## PROVIDED INFORMATION
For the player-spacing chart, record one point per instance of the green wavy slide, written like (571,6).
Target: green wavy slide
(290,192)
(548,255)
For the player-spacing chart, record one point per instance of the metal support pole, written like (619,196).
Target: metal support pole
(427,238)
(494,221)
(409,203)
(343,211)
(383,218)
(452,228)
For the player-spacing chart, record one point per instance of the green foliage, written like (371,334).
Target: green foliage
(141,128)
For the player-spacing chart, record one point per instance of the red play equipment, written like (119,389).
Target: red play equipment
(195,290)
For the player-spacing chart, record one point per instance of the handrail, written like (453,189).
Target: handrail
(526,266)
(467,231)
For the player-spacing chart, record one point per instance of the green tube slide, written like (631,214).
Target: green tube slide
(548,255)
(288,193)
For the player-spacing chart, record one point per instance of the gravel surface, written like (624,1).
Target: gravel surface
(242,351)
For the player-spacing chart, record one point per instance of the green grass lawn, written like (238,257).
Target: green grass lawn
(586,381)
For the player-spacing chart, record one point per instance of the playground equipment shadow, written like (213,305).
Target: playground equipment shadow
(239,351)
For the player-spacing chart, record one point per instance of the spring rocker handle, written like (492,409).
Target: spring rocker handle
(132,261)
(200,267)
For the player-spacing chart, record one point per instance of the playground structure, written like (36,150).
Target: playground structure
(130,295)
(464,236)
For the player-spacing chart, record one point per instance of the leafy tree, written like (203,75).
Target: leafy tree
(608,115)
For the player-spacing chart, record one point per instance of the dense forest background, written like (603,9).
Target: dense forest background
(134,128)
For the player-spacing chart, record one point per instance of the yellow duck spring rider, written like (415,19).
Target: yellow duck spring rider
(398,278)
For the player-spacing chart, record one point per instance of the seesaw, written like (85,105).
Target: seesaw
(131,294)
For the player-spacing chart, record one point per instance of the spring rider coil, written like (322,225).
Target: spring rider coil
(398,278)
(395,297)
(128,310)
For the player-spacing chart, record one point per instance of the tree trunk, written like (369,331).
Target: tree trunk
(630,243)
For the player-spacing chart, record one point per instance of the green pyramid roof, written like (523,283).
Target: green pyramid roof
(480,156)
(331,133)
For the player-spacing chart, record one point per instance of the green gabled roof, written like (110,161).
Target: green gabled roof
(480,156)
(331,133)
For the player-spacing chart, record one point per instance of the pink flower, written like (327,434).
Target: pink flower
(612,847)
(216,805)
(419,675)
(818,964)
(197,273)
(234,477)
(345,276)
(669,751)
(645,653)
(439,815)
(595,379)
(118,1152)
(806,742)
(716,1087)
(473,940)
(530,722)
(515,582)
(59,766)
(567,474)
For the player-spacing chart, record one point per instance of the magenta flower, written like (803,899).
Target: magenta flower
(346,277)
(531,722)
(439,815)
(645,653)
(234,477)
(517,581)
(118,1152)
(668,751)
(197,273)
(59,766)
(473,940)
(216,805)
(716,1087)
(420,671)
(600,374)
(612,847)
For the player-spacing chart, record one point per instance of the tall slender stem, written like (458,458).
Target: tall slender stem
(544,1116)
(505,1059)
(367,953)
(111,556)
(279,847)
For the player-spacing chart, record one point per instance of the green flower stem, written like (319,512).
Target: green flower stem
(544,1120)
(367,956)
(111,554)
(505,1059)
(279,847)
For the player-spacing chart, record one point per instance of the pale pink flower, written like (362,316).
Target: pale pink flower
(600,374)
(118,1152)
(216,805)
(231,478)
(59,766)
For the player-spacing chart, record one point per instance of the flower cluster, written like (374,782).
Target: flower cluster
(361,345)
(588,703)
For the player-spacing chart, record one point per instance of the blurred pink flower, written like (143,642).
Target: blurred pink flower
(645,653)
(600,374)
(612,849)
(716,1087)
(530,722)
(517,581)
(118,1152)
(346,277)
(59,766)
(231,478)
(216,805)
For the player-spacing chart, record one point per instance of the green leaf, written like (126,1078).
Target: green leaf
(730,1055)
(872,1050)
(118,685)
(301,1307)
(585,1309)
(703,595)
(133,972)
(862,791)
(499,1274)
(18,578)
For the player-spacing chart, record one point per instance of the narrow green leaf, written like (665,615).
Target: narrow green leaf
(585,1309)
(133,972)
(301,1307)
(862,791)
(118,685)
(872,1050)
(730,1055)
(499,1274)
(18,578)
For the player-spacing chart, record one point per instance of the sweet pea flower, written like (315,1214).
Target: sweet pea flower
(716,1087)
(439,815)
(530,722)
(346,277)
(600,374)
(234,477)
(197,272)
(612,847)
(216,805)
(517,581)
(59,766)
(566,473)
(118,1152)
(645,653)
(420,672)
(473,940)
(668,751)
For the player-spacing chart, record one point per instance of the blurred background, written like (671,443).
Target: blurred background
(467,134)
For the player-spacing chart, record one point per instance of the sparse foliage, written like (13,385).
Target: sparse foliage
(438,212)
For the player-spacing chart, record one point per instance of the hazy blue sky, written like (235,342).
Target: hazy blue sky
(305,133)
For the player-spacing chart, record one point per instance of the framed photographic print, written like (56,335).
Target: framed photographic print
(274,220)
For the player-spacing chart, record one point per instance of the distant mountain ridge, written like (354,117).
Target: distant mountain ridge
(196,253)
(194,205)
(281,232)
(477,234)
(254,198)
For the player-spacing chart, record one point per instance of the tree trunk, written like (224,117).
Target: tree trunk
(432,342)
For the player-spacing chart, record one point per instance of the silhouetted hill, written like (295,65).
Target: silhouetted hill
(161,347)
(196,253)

## PROBLEM DETAILS
Please reproduce the listing exactly, keeping every line as it is.

## OUTPUT OF THE TASK
For the player-spacing chart, record one point per instance of the green wavy slide, written like (571,6).
Target: green wavy slide
(290,192)
(548,255)
For the player-spacing chart, record one point per instance of the metal support pole, written like (619,196).
Target: metal support pole
(427,238)
(494,221)
(409,203)
(343,211)
(383,218)
(452,228)
For the player-spacing chart, record one point per instance of the green foliage, written like (371,334).
Target: green foliage
(141,128)
For the player-spacing chart, record one point per instance of the red play equipment, written like (119,389).
Target: red play equipment
(195,290)
For the player-spacing chart, record one point per instance of the handrail, written like (453,189).
Target: handrail
(526,266)
(467,231)
For the player-spacing chart, record one point per instance of the green tube slide, written like (631,214).
Target: green tube slide
(548,255)
(288,193)
For the player-spacing chart, record one point per instance of the gravel surface, written like (624,1).
Target: gravel surface
(242,351)
For the player-spacing chart, record one point per instance of the green grass lawn, written like (238,257).
Target: green grass lawn
(586,381)
For the player-spacing chart, record one point per instance of the playground equipment shadow, written like (213,305).
Target: playground equipment shadow
(239,351)
For the player-spacing chart, record one point per instance of the spring rocker handle, written like (492,409).
Target: spring rocker handle
(132,261)
(200,267)
For the player-spacing chart, record one point per instance of the playground structure, written like (36,150).
Target: playground structure
(130,295)
(464,236)
For the player-spacing chart, record one point per instance of the leafy tree, written like (203,75).
Target: leafy tree
(608,115)
For the player-spacing chart, record one point per instance of the dense forest background, written like (603,9).
Target: dense forest background
(134,128)
For the player-spacing chart, record one point per instance of the yellow duck spring rider, written like (415,19).
Target: yellow duck spring rider
(398,278)
For the player-spacing chart, record one point per instance of the seesaw, written like (85,105).
Target: seesaw
(131,294)
For the player-spacing chart, record one point per instance of the spring rider coil, written like (322,225).
Target: spring rider coil
(398,278)
(395,297)
(128,310)
For the player-spacing chart, record one point per instance of the tree trunk, written like (369,331).
Target: tree trunk
(630,243)
For the player-spacing chart, record one point per instance of the green pyramid roof, written like (523,283).
Target: green pyramid roof
(480,156)
(331,133)
For the player-spacing chart, record one point per instance of the green gabled roof, written like (110,161).
Target: green gabled roof
(480,156)
(331,133)
For the player-spacing chart, record one point per instance of the pink flower, written like (327,434).
Target: pink flower
(612,847)
(216,805)
(419,675)
(818,964)
(197,273)
(234,477)
(345,276)
(669,751)
(645,653)
(439,815)
(595,379)
(118,1152)
(806,742)
(716,1087)
(473,940)
(530,722)
(515,582)
(59,766)
(567,474)
For the player-spacing chart, record one point per instance of the magenta flower, written like (803,899).
Target: magenta flower
(346,277)
(531,722)
(439,815)
(645,653)
(234,477)
(517,581)
(118,1152)
(668,751)
(197,273)
(59,766)
(473,940)
(216,805)
(716,1087)
(420,671)
(600,374)
(612,847)
For the player-spacing chart, record one point per instance of the tall slender stem, written like (458,458).
Target: tall slender stem
(544,1116)
(505,1059)
(367,953)
(111,556)
(279,847)
For the player-spacing chart, record one point per instance of the green flower stem, written like (319,512).
Target: green flower stem
(544,1120)
(367,956)
(111,554)
(505,1059)
(279,847)
For the player-spacing chart, record one point per instance of the pale pink flower, written like (362,316).
Target: pale pink flower
(600,374)
(118,1152)
(216,805)
(231,478)
(59,766)
For the player-spacing chart, record one point per instance of the flower cluster, written like (374,782).
Target: flower cluster
(361,345)
(588,703)
For the player-spacing chart, record one point per instance of the blurred pink flower, written like (143,642).
Target: blurred pink flower
(645,653)
(600,374)
(612,849)
(716,1087)
(530,722)
(517,581)
(118,1152)
(346,277)
(59,766)
(231,478)
(216,805)
For the player-spacing chart, record one point per instance of the green leaf, written like (126,1078).
Target: green leaf
(730,1055)
(872,1050)
(118,685)
(301,1307)
(585,1309)
(703,595)
(133,972)
(862,791)
(499,1274)
(18,578)
For the player-spacing chart, record one point per instance of the narrow green leaf, written like (665,615).
Target: narrow green leaf
(585,1309)
(133,972)
(301,1307)
(862,791)
(118,685)
(872,1050)
(730,1055)
(499,1274)
(18,578)
For the player-spacing chart, record one point per instance of the sweet pea flower, written like (315,1214).
Target: sweet pea flower
(716,1087)
(439,815)
(530,722)
(346,277)
(600,374)
(234,477)
(197,272)
(612,847)
(216,805)
(517,581)
(59,766)
(566,473)
(118,1152)
(645,653)
(420,672)
(473,940)
(668,751)
For the player-spacing chart, record one point per instance of the blurred background, written like (671,443).
Target: blurred background
(467,134)
For the player-spacing chart, record one point per instance of the sparse foliage, written like (13,385).
Target: sparse foliage
(438,212)
For the player-spacing chart, record one point per instance of the hazy blue sky, written like (235,342).
Target: hazy blue sky
(305,133)
For the player-spacing chart, record one point per instance of the framed photographic print, written like (56,335).
Target: framed photographic print
(274,220)
For the player-spacing chart, record one point per instance of the distant mountain ridge, written like (354,117).
Target: distant mountain ridge
(196,253)
(194,205)
(281,232)
(477,234)
(254,198)
For the player-spacing chart, record one point per instance of the tree trunk, written like (224,117).
Target: tree trunk
(432,342)
For the player-spacing chart, record one point per instance of the silhouetted hill, written like (295,65).
Target: silhouetted hill
(161,347)
(196,253)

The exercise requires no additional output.